[Task to complete]:
Repeat the records below word for word, but start at the line that contains "Each instance receives exactly one keypoint. Mark the glass", stop after the last line, and include nothing else.

Stored items:
####
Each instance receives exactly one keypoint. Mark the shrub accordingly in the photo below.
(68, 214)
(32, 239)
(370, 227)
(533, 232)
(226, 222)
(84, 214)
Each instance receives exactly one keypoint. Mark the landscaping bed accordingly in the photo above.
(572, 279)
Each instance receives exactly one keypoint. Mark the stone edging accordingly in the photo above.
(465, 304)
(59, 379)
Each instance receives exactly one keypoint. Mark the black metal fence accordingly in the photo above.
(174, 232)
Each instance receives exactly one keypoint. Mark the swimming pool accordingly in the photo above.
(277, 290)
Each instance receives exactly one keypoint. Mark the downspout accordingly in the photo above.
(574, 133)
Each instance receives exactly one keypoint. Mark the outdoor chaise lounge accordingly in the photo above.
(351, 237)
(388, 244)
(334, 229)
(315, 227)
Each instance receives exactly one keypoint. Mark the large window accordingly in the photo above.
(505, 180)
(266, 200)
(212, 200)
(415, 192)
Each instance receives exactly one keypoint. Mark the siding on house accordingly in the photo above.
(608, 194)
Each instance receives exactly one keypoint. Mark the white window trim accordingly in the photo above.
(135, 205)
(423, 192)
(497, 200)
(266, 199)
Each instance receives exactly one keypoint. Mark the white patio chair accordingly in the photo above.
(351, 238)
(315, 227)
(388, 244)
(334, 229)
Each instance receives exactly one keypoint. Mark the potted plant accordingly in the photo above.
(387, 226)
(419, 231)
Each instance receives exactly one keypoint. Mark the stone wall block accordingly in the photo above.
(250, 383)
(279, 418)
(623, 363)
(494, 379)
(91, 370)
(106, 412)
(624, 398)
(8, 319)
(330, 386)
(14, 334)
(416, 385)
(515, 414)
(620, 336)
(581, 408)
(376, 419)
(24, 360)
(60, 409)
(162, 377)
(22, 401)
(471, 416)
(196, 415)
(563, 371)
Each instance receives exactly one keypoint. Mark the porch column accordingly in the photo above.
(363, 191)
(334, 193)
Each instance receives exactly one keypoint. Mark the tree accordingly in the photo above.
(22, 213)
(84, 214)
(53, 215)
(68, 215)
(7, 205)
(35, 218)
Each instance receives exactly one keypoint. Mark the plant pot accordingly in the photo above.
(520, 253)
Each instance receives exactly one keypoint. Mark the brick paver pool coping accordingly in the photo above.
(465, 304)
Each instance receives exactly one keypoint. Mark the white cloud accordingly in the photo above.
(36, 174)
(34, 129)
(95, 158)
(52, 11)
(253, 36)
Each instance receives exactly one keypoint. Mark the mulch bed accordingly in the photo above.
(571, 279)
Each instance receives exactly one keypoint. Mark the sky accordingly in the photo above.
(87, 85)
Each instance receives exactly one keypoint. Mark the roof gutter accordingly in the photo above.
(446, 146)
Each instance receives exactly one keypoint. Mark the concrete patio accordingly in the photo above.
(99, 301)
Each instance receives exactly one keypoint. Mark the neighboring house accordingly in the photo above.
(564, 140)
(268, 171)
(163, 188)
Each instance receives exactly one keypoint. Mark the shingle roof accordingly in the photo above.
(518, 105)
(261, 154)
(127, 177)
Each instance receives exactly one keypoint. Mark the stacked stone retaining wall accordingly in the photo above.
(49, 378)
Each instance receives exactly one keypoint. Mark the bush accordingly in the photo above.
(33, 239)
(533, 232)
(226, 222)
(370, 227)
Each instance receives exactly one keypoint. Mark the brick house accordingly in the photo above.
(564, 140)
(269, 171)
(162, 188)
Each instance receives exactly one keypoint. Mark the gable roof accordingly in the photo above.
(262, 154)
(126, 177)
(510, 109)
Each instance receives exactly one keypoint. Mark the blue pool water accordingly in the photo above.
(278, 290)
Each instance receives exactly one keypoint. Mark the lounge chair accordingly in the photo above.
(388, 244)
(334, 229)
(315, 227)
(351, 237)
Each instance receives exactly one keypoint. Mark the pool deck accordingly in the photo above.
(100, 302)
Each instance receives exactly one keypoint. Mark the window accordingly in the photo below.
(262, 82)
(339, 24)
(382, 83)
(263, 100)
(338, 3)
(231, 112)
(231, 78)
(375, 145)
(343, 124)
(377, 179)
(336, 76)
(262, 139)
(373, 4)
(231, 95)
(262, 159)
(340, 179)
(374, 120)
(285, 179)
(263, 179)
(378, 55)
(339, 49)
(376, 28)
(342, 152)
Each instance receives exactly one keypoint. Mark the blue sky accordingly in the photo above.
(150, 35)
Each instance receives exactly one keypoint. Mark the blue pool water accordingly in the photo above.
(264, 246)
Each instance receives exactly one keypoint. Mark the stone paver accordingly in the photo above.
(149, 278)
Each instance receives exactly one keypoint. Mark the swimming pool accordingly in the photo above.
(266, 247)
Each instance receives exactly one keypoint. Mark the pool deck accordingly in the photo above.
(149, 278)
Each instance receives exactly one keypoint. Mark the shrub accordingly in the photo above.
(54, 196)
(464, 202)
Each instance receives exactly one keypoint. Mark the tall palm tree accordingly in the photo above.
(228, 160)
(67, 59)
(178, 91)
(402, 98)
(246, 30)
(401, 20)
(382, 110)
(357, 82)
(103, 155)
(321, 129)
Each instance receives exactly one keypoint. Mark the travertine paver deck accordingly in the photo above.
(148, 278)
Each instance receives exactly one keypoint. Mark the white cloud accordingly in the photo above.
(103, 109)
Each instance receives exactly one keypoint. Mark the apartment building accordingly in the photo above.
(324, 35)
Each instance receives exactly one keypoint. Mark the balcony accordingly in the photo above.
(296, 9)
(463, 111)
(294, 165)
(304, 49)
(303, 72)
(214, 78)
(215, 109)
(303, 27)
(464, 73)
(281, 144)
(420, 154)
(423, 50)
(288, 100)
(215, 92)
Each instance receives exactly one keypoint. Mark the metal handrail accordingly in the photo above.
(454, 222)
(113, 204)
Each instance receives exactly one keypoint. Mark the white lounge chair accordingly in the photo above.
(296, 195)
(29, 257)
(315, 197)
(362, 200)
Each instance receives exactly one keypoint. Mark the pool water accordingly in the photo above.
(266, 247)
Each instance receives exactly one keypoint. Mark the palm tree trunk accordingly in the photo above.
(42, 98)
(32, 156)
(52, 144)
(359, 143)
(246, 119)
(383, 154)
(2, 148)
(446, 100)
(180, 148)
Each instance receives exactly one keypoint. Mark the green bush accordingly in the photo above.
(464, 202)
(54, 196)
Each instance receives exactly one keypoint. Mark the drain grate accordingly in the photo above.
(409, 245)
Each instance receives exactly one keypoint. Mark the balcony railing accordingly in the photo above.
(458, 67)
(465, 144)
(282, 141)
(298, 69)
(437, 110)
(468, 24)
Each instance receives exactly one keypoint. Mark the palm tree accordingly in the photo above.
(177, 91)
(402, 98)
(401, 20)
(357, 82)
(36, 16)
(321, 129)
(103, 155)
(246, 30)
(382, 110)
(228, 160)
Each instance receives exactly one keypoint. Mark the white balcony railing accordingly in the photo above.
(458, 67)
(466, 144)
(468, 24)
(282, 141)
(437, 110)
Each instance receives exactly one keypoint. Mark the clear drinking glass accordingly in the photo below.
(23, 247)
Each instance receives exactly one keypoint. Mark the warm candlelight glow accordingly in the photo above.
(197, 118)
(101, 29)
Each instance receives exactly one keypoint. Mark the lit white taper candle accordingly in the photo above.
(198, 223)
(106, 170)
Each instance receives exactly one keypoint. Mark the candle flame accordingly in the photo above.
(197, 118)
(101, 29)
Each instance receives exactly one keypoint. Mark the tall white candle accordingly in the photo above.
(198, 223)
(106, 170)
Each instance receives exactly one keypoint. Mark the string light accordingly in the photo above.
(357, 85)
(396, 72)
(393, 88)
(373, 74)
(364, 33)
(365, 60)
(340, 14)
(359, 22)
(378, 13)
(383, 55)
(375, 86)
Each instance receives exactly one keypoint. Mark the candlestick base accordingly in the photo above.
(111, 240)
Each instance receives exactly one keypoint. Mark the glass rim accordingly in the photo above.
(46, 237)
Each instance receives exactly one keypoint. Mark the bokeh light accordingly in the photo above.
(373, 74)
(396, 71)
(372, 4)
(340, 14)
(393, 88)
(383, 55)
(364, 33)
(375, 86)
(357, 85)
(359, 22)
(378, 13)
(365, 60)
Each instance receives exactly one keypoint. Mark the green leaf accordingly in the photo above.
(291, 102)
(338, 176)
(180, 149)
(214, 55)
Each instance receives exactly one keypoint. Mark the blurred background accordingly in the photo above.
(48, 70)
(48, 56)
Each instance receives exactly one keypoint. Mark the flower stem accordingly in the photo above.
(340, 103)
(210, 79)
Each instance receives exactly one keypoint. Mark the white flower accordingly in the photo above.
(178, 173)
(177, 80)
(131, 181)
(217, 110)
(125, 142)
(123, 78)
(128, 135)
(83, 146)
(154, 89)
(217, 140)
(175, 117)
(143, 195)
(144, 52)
####
[Full answer]:
Each instance receives exactly one keypoint. Mark the glass rim accordingly in the photo above.
(46, 237)
Each instance receives exactly one keypoint. Mark the bokeh light accordingly in the photo above.
(373, 74)
(396, 71)
(372, 4)
(340, 14)
(393, 88)
(383, 55)
(364, 33)
(375, 86)
(357, 85)
(359, 22)
(378, 13)
(365, 60)
Each instance receives exactly one keypoint. Mark the green leaf accordingly in the photo above.
(291, 102)
(338, 176)
(180, 149)
(214, 55)
Each instance receives exactly one keypoint. Mark the blurred background accordingly in the photo above.
(48, 70)
(48, 56)
Each instance receives exactly one keypoint. Mark the flower stem accordingly in the photo above.
(340, 103)
(210, 79)
Each instance receives exactly one keypoint. Mark the white flower accordingly in the photo above.
(178, 173)
(177, 80)
(131, 181)
(217, 110)
(125, 142)
(123, 78)
(128, 135)
(83, 146)
(154, 89)
(217, 140)
(175, 117)
(143, 195)
(144, 52)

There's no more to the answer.